> **TASK DIRECTIONS**:
Retype, character for character, everything from the first of the lines below down to the line that contains "(635, 634), (1063, 896)", including both of those lines.

## start ENTRIES

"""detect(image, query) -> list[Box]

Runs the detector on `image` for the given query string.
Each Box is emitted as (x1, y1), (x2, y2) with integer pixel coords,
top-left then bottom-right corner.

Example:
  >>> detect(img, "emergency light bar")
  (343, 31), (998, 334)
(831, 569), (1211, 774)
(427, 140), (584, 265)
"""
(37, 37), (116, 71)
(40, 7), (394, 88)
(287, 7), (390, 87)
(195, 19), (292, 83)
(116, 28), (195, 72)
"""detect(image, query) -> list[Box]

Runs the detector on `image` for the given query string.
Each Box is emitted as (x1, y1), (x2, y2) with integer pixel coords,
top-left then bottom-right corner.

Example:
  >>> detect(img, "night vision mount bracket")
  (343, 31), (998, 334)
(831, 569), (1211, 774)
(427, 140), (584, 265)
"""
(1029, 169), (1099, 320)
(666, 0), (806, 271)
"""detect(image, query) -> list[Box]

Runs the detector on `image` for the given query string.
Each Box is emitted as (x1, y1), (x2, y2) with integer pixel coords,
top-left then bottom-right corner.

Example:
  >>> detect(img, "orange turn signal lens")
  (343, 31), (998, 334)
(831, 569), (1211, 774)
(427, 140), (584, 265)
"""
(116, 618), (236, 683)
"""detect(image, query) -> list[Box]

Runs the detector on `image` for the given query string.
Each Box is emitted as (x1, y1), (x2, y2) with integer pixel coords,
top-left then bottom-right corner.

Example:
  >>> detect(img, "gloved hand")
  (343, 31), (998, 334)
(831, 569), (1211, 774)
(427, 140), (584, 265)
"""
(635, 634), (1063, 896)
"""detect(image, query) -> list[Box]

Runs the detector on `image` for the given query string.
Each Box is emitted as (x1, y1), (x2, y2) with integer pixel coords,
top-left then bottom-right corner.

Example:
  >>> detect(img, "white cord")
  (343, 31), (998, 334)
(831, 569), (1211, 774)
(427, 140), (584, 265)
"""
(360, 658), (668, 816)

## end ENTRIES

> **COMPLETE ANSWER**:
"""detect(image, query) -> list[Box]

Runs the detector on `image` for the given query string.
Each Box is emitted as (x1, y1), (x2, y2) with integer pixel coords,
top-left then bottom-right corner.

Example:
  >>> detect(img, "emergency light bar")
  (343, 31), (998, 334)
(831, 569), (1211, 774)
(427, 140), (584, 265)
"""
(37, 37), (116, 71)
(40, 7), (394, 88)
(287, 7), (390, 87)
(195, 19), (292, 83)
(116, 28), (195, 72)
"""detect(image, query) -> list[Box]

Runs the detector on `image` for the given query string.
Each Box is emitted as (x1, y1), (x2, y2) with integer pixel coords,
top-left then bottom-right corner.

Example:
  >>> detect(img, "night vision mount bracket")
  (343, 31), (998, 334)
(831, 569), (1211, 774)
(427, 140), (584, 265)
"""
(1029, 169), (1099, 320)
(666, 0), (806, 271)
"""detect(image, query) -> list[Box]

Runs the detector on `image` for the given query string.
Each Box is emitted as (x1, y1), (x2, y2) with integer pixel coords,
top-left then bottom-right corner.

Example:
  >>> detect(img, "orange turn signal lens")
  (343, 31), (998, 334)
(831, 569), (1211, 774)
(427, 140), (584, 265)
"""
(116, 618), (236, 683)
"""detect(image, query) -> list[Box]

Runs the detector on `image` for the given query string.
Each Box is emitted as (x1, y1), (x2, y2) with integer pixel coords,
top-left then bottom-right corner.

Example:
  >>> detect(img, "gloved hand")
  (343, 31), (998, 334)
(831, 569), (1211, 774)
(427, 140), (584, 265)
"""
(635, 634), (1063, 896)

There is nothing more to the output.